#### [Exercise aim]
Reproduce the data below exactly as written. Pictures do not belong in the copy.

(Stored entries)
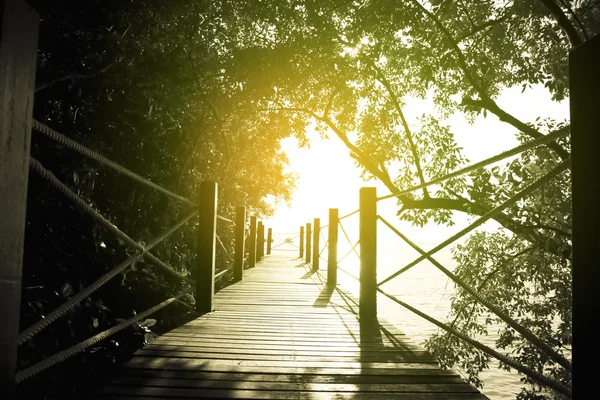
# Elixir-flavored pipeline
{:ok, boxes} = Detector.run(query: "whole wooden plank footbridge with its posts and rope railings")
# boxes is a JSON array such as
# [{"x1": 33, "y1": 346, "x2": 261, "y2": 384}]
[{"x1": 0, "y1": 0, "x2": 584, "y2": 399}]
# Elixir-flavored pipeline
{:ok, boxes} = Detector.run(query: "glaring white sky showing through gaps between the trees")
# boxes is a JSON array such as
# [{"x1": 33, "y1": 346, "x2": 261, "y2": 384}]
[{"x1": 264, "y1": 86, "x2": 569, "y2": 243}]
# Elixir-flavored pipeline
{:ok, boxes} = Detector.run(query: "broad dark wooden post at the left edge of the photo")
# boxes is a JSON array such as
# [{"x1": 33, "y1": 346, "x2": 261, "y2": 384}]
[{"x1": 0, "y1": 0, "x2": 39, "y2": 399}]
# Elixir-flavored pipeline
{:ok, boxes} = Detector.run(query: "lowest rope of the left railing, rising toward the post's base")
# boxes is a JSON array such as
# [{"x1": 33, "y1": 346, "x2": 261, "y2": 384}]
[{"x1": 16, "y1": 288, "x2": 192, "y2": 383}]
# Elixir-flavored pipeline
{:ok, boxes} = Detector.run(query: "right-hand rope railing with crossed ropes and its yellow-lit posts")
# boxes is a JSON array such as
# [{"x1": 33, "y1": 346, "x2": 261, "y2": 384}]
[{"x1": 294, "y1": 132, "x2": 572, "y2": 397}]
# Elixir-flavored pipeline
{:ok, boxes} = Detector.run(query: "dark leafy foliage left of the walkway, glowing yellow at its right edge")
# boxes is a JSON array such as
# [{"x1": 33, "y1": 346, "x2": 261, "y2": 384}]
[{"x1": 19, "y1": 0, "x2": 295, "y2": 399}]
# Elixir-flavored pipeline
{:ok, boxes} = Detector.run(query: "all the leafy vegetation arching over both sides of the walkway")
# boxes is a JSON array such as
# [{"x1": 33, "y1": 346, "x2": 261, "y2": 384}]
[{"x1": 20, "y1": 0, "x2": 600, "y2": 399}]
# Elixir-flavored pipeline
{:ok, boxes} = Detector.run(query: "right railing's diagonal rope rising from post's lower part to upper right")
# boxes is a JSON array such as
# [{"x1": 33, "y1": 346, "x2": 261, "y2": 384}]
[{"x1": 377, "y1": 158, "x2": 571, "y2": 286}]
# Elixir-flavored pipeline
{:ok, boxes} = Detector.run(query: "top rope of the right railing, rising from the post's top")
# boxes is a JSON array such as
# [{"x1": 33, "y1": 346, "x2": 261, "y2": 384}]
[{"x1": 378, "y1": 130, "x2": 569, "y2": 202}]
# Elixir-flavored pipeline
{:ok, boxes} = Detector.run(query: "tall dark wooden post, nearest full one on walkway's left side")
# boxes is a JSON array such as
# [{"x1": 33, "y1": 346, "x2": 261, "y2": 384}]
[{"x1": 195, "y1": 182, "x2": 218, "y2": 314}]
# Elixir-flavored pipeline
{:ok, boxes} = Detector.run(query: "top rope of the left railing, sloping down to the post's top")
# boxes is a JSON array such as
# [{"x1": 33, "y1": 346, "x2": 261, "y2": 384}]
[{"x1": 32, "y1": 119, "x2": 198, "y2": 207}]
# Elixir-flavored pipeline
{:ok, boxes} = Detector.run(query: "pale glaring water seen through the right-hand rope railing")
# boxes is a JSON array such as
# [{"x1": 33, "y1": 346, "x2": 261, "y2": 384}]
[{"x1": 312, "y1": 230, "x2": 523, "y2": 400}]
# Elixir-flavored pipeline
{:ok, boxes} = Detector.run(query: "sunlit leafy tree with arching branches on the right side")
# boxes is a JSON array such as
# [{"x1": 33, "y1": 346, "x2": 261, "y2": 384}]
[{"x1": 220, "y1": 0, "x2": 600, "y2": 398}]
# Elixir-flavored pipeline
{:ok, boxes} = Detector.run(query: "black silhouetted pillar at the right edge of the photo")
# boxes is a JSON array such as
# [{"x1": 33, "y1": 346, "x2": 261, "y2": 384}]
[{"x1": 569, "y1": 35, "x2": 600, "y2": 395}]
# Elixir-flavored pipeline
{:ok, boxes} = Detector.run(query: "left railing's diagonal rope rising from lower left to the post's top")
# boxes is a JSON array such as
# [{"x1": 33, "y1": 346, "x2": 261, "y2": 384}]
[{"x1": 18, "y1": 210, "x2": 198, "y2": 345}]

#### [Answer for this exercise]
# Elixir-flavored pipeline
{:ok, boxes} = Detector.run(query: "whole wooden plank footbridge with its posts and rope railings")
# boxes is a JSON array such as
# [{"x1": 33, "y1": 346, "x2": 261, "y2": 384}]
[{"x1": 0, "y1": 0, "x2": 584, "y2": 399}]
# Elixir-flavored pipeline
{:ok, boxes} = Detector.run(query: "glaring white sky showing through gaps between the trees")
# boxes is a JSON array such as
# [{"x1": 33, "y1": 346, "x2": 261, "y2": 384}]
[{"x1": 264, "y1": 86, "x2": 569, "y2": 243}]
# Elixir-flavored pipeline
{:ok, boxes} = Detector.run(query: "broad dark wooden post at the left edge of the photo")
# boxes is a JSON array such as
# [{"x1": 33, "y1": 346, "x2": 261, "y2": 384}]
[{"x1": 0, "y1": 0, "x2": 39, "y2": 399}]
# Elixir-flavored pipeline
{:ok, boxes} = Detector.run(query: "lowest rope of the left railing, rising toward the post's base")
# boxes is a JSON array such as
# [{"x1": 33, "y1": 346, "x2": 261, "y2": 384}]
[{"x1": 16, "y1": 288, "x2": 192, "y2": 383}]
# Elixir-flavored pipeline
{:ok, boxes} = Detector.run(query: "right-hand rope railing with crossed ropes and its yellow-lit posts")
# boxes is a JSON array such as
# [{"x1": 33, "y1": 346, "x2": 261, "y2": 384}]
[{"x1": 294, "y1": 132, "x2": 572, "y2": 397}]
# Elixir-flavored pipeline
{:ok, boxes} = Detector.run(query: "dark leafy foliage left of the walkway, glowing yellow at its right edge")
# boxes is a JSON array such as
# [{"x1": 33, "y1": 346, "x2": 261, "y2": 384}]
[{"x1": 19, "y1": 0, "x2": 295, "y2": 399}]
# Elixir-flavored pipeline
{:ok, boxes} = Detector.run(query: "all the leafy vegetation arching over both sides of the walkway")
# boxes is a JSON array such as
# [{"x1": 33, "y1": 346, "x2": 261, "y2": 384}]
[{"x1": 20, "y1": 0, "x2": 600, "y2": 399}]
# Elixir-flavored pipeline
{:ok, boxes} = Detector.run(query: "right railing's diagonal rope rising from post's lower part to upper right")
# boxes is a JSON array such as
# [{"x1": 33, "y1": 346, "x2": 261, "y2": 384}]
[{"x1": 377, "y1": 158, "x2": 571, "y2": 286}]
# Elixir-flavored pipeline
{:ok, boxes} = Detector.run(query: "top rope of the right railing, rising from the post's top")
# boxes is a JSON array such as
# [{"x1": 33, "y1": 346, "x2": 261, "y2": 384}]
[{"x1": 378, "y1": 130, "x2": 569, "y2": 202}]
# Elixir-flavored pipeline
{:ok, boxes} = Detector.run(query: "tall dark wooden post, nearest full one on walkway's left side")
# boxes is a JSON array such as
# [{"x1": 33, "y1": 346, "x2": 261, "y2": 384}]
[{"x1": 195, "y1": 182, "x2": 218, "y2": 314}]
# Elixir-flavored pipeline
{:ok, boxes} = Detector.run(query: "top rope of the left railing, sloping down to the post's top")
# boxes is a JSON array such as
# [{"x1": 33, "y1": 346, "x2": 261, "y2": 384}]
[{"x1": 32, "y1": 119, "x2": 198, "y2": 207}]
# Elixir-flavored pipeline
{:ok, boxes} = Detector.run(query: "pale glaring water seen through the right-hand rope railing")
# boxes is a JSON array such as
# [{"x1": 33, "y1": 346, "x2": 261, "y2": 384}]
[{"x1": 312, "y1": 230, "x2": 523, "y2": 400}]
# Elixir-flavored pipeline
{:ok, boxes} = Detector.run(query: "sunlit leafy tree with arching branches on the right side")
# boxes is a JSON array such as
# [{"x1": 33, "y1": 346, "x2": 261, "y2": 384}]
[{"x1": 220, "y1": 0, "x2": 600, "y2": 398}]
# Elixir-flavored pipeline
{:ok, boxes} = Detector.run(query: "black silhouetted pillar at the right edge of the photo")
# boxes is a JSON array such as
# [{"x1": 33, "y1": 346, "x2": 261, "y2": 384}]
[{"x1": 569, "y1": 35, "x2": 600, "y2": 395}]
# Elixir-flavored pipeline
{:ok, boxes} = Detector.run(query: "left railing's diagonal rope rising from lower left to the post's top")
# boxes is a JSON array such as
# [{"x1": 33, "y1": 346, "x2": 261, "y2": 384}]
[{"x1": 18, "y1": 210, "x2": 198, "y2": 345}]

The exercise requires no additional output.